== AIM OF THE TASK ==
Output verbatim only the lines below that start with the one containing "Where can the twig on ground be found here?" and continue through the one containing "[[297, 68]]", including both.

** BEGIN **

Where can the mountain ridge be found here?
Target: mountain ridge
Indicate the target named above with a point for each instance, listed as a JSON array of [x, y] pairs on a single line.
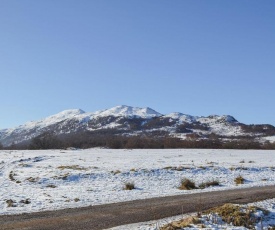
[[128, 120]]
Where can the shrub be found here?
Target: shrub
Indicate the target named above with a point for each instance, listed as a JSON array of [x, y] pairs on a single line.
[[209, 184], [236, 215], [239, 180], [187, 184], [129, 186], [187, 222]]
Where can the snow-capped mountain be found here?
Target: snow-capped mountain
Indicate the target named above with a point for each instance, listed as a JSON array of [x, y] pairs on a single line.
[[127, 120]]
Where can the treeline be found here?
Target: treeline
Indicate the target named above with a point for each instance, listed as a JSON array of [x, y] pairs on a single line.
[[89, 140]]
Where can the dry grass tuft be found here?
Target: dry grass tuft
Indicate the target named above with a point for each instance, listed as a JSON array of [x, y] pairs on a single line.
[[51, 186], [187, 184], [10, 203], [209, 184], [129, 186], [239, 180], [71, 167], [237, 215], [187, 222]]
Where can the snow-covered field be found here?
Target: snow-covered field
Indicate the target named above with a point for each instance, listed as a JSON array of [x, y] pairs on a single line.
[[55, 179]]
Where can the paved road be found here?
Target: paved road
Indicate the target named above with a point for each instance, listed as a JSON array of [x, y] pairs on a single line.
[[110, 215]]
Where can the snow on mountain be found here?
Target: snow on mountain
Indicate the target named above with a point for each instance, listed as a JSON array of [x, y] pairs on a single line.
[[128, 120], [128, 111]]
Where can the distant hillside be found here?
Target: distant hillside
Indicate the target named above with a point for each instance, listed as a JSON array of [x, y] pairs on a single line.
[[128, 122]]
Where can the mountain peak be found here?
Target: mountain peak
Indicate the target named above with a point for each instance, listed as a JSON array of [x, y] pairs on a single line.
[[129, 111]]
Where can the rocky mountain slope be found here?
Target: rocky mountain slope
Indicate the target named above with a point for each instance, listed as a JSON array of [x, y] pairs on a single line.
[[129, 121]]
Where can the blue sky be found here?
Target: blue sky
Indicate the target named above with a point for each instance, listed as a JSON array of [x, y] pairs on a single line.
[[193, 56]]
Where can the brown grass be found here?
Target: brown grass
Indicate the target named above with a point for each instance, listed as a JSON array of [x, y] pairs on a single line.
[[71, 167], [238, 216], [209, 184], [239, 180], [129, 186], [186, 222], [187, 184]]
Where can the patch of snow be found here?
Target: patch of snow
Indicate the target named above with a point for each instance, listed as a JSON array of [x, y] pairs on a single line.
[[53, 179]]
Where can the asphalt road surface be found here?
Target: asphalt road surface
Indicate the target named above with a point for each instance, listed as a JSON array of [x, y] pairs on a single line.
[[111, 215]]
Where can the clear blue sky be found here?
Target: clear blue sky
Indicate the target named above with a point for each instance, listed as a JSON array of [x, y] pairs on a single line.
[[192, 56]]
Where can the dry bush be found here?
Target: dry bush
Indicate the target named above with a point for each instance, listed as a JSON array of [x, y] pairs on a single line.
[[237, 215], [187, 184], [129, 186], [187, 222], [72, 167], [209, 184], [239, 180], [10, 203], [51, 186], [116, 172]]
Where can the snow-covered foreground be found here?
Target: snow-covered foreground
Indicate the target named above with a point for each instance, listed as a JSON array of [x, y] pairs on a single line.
[[54, 179]]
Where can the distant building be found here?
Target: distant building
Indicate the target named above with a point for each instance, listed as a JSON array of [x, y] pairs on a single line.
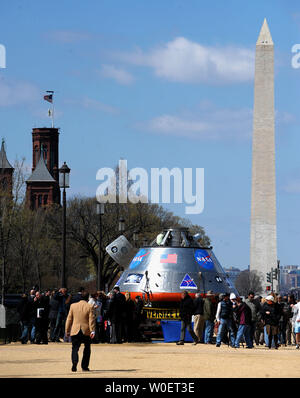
[[43, 184], [6, 173]]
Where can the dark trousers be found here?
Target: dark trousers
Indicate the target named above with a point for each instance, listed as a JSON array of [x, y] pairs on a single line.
[[77, 340], [186, 324], [272, 332], [41, 330]]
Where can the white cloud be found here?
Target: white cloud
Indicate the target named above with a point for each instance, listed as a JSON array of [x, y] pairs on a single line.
[[182, 60], [89, 103], [292, 186], [17, 92], [120, 75], [206, 122], [67, 36]]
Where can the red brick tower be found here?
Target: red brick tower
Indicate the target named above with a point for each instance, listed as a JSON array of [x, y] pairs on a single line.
[[43, 184], [6, 173]]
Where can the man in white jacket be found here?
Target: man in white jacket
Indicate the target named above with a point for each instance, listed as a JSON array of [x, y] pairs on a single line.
[[296, 311]]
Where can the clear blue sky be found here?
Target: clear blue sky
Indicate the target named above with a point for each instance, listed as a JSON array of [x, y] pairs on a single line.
[[161, 84]]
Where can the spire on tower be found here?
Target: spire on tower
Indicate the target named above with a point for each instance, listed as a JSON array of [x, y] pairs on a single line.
[[264, 37]]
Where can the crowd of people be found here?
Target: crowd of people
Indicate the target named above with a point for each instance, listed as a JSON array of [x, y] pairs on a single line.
[[272, 321], [43, 316]]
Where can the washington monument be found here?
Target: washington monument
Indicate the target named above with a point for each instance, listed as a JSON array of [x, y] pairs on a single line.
[[263, 241]]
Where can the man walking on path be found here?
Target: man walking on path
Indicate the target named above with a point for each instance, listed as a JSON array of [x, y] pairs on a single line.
[[198, 317], [80, 325], [224, 318], [186, 311], [209, 317], [244, 316]]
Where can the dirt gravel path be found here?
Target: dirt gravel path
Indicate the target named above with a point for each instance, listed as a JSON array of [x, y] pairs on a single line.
[[149, 360]]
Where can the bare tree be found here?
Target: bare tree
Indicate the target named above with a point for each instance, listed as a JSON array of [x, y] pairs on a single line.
[[248, 281]]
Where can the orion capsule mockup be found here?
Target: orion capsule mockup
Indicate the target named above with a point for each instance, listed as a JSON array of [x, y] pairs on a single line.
[[172, 263]]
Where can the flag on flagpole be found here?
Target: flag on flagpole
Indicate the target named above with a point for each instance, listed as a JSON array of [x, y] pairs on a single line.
[[48, 98]]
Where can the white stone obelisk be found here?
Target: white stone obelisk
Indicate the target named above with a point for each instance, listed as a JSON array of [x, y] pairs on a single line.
[[263, 244]]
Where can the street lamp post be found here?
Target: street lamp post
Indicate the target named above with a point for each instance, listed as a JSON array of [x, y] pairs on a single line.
[[135, 238], [64, 177], [121, 224], [100, 211]]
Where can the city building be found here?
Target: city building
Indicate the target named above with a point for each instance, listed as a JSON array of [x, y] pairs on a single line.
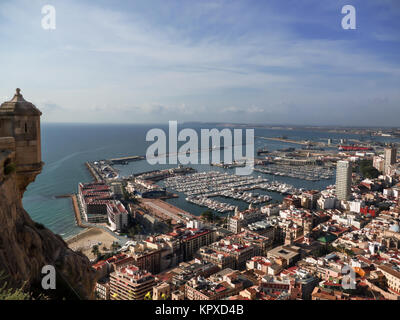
[[130, 283], [390, 158], [343, 180]]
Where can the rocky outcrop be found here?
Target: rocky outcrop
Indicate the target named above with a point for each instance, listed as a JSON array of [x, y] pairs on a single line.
[[26, 246]]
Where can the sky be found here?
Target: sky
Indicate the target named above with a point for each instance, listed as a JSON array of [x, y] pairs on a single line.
[[253, 61]]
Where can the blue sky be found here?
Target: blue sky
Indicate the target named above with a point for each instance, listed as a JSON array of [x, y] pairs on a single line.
[[275, 61]]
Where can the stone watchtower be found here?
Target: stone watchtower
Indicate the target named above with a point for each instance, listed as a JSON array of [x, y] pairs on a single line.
[[20, 127]]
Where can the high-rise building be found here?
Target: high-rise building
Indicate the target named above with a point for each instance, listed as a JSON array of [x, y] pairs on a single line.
[[130, 283], [390, 157], [343, 180]]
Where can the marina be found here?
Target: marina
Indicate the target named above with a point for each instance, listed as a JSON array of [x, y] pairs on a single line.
[[199, 188], [310, 173]]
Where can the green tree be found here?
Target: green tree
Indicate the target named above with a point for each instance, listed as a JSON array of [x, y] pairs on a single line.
[[95, 250], [10, 293]]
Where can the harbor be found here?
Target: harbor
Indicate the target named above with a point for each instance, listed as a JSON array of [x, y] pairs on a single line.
[[200, 188], [306, 172]]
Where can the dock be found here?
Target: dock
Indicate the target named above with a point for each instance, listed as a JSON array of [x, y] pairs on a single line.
[[126, 159], [93, 172], [77, 211], [285, 140]]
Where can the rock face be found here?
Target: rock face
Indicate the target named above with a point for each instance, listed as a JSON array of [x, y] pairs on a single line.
[[26, 246]]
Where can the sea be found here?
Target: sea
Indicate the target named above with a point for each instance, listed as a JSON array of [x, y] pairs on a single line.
[[66, 148]]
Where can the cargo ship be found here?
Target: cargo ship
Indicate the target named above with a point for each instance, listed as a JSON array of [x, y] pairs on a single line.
[[261, 152], [353, 148]]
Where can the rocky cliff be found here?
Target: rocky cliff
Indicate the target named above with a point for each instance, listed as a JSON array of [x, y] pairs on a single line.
[[26, 246]]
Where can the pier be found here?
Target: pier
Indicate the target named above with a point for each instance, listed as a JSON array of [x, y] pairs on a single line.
[[93, 172], [285, 140], [123, 160]]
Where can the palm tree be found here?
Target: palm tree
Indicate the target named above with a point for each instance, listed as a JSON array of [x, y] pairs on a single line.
[[95, 250]]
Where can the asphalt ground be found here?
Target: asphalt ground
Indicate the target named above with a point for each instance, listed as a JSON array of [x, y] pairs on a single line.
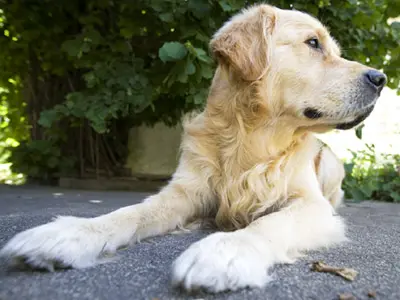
[[142, 271]]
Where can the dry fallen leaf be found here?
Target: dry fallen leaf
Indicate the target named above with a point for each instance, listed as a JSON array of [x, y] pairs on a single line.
[[346, 273], [372, 294], [346, 297]]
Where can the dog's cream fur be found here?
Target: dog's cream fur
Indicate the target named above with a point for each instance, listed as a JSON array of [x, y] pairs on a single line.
[[249, 160]]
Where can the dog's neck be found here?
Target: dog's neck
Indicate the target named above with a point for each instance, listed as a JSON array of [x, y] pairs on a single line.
[[242, 122]]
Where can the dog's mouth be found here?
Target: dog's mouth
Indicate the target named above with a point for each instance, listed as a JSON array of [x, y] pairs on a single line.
[[358, 120]]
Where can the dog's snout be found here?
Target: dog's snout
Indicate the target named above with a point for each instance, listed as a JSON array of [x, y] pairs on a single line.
[[375, 78]]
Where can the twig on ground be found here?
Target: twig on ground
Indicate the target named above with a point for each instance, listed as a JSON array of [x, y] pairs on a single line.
[[346, 273]]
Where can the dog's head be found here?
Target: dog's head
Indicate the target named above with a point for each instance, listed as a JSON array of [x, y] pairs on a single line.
[[297, 68]]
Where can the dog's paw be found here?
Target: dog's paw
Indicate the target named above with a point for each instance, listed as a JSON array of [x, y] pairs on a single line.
[[65, 242], [223, 261]]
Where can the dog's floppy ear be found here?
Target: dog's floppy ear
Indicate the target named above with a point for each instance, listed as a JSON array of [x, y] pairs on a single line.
[[242, 43]]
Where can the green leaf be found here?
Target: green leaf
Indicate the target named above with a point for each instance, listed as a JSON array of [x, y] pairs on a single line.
[[359, 131], [172, 51], [190, 67]]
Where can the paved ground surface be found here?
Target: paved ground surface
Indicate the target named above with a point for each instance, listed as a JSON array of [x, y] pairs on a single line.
[[143, 271]]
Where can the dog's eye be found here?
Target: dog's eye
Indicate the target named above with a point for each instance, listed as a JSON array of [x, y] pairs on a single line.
[[313, 43]]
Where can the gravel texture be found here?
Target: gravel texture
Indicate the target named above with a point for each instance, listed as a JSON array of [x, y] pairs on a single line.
[[142, 272]]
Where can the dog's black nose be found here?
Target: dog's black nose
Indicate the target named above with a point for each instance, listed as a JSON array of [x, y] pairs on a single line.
[[376, 79]]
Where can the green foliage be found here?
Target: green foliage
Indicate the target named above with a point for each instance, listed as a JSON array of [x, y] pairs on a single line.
[[145, 61], [41, 159], [370, 178]]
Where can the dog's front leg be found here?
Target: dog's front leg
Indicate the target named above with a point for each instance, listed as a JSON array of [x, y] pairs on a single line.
[[82, 242], [233, 260]]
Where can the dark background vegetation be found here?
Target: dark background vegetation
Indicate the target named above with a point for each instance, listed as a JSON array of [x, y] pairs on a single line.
[[75, 76]]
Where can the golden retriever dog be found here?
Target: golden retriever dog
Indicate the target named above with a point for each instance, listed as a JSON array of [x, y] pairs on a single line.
[[250, 161]]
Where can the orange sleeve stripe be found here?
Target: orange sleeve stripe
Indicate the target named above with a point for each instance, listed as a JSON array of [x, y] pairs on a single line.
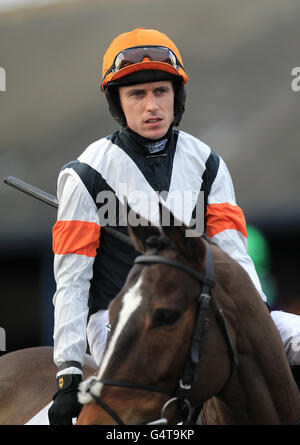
[[78, 237], [225, 216]]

** END **

== THE RESULT ==
Where can the twig on ground be found here?
Target: twig on ground
Indicate the target named above with a point for each instance, listed as a JSON array of [x, y] pairs on a single line.
[[346, 273]]
Where can the dog's head be found here?
Target: dog's head
Indicate the target named above with a point for each instance, listed as a JSON array of [x, y] pairs on a single line.
[[297, 68]]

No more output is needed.